── SOURCE DATA

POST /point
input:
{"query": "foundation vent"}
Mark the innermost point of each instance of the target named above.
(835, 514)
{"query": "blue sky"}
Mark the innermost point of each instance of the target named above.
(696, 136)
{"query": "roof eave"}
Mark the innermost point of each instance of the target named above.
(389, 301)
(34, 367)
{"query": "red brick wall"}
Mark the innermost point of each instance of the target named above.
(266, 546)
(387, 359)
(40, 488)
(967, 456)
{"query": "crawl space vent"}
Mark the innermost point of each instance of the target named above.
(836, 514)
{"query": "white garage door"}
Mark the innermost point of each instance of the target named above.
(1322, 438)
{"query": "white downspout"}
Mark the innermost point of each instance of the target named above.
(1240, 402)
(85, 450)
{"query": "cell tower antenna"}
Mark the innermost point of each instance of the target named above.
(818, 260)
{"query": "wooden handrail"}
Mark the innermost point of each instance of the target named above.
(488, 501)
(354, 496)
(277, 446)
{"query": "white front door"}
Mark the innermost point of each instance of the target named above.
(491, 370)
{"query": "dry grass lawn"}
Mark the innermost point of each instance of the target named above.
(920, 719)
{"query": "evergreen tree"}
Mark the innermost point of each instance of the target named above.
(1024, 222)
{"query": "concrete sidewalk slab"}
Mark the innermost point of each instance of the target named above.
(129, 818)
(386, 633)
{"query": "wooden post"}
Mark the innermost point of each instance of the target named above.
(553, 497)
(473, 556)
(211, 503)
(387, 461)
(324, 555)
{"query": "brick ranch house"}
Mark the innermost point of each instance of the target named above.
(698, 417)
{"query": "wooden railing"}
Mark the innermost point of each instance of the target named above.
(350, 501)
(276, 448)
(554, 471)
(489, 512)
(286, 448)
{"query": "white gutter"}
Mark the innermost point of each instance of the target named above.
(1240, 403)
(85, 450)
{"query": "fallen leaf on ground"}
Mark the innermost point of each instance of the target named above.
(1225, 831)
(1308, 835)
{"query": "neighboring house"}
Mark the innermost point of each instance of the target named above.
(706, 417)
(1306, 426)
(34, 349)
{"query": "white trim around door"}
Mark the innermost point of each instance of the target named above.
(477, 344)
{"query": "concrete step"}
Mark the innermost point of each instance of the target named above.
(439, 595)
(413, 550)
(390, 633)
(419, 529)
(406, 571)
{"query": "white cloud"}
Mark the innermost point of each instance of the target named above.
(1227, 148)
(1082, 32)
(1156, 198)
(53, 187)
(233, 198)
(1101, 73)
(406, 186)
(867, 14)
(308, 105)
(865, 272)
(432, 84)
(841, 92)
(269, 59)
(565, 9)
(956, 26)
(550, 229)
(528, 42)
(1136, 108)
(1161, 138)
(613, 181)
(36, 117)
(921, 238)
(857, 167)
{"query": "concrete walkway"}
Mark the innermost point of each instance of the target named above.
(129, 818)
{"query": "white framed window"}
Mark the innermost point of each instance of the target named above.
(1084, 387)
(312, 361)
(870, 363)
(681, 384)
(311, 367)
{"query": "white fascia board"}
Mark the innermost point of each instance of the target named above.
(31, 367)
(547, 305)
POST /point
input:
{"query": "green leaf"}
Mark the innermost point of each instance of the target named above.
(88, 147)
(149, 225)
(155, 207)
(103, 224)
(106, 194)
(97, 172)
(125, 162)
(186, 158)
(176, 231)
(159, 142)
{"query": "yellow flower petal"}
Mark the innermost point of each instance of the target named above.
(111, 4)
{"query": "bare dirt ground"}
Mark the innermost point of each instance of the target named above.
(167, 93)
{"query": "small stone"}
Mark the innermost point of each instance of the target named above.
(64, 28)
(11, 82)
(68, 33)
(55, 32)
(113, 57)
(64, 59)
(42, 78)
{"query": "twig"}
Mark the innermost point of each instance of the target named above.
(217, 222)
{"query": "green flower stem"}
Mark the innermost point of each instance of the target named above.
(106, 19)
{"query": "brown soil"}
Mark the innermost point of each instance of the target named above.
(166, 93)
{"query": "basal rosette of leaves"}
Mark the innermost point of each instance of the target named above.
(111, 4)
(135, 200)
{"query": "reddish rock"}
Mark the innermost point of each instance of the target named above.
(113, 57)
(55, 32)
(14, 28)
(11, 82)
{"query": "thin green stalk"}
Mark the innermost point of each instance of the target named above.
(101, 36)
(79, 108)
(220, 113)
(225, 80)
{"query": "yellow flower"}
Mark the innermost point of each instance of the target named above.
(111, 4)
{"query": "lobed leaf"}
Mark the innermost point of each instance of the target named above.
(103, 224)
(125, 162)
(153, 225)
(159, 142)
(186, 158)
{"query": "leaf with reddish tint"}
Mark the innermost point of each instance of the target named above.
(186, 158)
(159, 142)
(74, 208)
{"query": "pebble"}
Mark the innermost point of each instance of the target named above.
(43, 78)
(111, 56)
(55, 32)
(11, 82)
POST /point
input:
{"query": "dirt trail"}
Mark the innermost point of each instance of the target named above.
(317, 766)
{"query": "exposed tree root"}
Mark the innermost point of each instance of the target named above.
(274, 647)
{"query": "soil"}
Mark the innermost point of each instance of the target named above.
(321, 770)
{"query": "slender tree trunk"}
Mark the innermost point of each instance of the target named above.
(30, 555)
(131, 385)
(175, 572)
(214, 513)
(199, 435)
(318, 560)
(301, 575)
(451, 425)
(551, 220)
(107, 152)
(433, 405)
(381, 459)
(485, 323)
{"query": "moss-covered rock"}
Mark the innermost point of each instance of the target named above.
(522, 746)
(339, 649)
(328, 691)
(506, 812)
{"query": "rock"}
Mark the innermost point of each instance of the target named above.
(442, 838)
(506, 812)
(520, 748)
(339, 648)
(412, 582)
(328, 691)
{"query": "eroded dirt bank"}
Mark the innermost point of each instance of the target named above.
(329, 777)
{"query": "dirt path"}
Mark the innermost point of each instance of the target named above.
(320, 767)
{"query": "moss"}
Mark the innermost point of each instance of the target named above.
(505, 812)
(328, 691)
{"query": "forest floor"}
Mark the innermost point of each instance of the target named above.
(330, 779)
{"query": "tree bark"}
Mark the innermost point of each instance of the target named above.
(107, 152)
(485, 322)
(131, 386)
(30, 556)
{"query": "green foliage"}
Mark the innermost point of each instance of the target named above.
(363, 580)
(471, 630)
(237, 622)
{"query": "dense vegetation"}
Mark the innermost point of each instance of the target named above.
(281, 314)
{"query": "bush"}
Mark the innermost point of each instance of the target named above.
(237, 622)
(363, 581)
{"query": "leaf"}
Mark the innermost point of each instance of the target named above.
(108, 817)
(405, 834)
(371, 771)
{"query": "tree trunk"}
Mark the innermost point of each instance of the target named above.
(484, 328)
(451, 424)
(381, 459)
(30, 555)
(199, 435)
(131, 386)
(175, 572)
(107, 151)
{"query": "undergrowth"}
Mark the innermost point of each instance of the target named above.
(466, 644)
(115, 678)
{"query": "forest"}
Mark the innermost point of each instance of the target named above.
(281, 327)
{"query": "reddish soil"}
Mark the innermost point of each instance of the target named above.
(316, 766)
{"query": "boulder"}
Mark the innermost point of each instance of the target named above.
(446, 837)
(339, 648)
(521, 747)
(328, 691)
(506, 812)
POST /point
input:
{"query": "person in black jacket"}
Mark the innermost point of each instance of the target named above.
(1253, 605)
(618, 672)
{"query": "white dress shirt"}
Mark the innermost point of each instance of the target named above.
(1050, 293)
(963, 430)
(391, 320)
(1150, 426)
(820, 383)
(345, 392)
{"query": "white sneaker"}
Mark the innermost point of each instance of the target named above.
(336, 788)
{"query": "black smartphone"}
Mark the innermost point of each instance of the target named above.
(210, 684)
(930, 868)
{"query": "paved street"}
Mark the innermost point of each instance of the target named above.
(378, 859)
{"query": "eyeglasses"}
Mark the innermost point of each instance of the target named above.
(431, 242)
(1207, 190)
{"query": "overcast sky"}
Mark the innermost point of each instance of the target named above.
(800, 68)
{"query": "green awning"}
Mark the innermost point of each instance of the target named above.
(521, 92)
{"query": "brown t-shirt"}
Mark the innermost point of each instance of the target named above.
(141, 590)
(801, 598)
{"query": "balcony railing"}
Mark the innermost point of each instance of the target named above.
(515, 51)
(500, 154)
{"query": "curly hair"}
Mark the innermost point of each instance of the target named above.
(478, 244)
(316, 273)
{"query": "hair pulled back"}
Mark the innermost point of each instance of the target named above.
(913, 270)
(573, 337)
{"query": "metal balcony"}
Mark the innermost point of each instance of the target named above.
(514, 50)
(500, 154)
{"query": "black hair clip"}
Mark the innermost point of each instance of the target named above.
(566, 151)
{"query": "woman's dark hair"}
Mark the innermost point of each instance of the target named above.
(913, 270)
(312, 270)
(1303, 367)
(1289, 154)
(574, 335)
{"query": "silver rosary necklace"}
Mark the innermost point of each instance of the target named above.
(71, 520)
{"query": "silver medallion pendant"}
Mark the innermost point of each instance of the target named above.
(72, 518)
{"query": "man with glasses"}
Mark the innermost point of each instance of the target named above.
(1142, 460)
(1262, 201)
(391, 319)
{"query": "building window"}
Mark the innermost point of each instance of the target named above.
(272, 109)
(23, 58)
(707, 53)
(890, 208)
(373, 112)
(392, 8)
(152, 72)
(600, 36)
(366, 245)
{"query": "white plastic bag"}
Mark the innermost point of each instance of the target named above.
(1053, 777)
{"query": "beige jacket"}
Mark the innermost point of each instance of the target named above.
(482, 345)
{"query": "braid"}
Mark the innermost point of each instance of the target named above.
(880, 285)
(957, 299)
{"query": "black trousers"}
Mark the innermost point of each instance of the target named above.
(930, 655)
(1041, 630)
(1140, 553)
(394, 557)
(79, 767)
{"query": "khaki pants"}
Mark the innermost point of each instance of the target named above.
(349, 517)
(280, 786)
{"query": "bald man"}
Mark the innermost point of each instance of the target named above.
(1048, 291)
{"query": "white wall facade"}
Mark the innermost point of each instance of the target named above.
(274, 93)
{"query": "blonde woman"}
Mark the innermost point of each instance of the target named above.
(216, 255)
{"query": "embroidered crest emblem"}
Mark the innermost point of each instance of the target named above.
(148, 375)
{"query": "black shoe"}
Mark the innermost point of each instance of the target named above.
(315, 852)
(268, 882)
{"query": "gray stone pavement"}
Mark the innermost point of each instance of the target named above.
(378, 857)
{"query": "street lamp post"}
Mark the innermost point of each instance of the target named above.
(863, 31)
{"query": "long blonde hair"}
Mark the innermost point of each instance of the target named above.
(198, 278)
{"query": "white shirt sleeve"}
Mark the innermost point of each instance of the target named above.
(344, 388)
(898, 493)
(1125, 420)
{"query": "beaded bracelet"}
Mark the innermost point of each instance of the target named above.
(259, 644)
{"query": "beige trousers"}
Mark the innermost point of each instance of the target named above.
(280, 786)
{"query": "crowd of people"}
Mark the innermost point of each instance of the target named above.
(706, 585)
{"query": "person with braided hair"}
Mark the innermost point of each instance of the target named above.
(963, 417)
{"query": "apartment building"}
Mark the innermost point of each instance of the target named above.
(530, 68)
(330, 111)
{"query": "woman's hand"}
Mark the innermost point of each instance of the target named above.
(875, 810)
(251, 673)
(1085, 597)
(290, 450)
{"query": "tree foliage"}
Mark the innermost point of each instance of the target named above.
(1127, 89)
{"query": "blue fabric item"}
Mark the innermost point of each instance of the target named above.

────

YOUR ASSIGNMENT: Could you report how many lines of the entries include the word "wall"? Only the number is needed.

EXPECTED OUTPUT: 2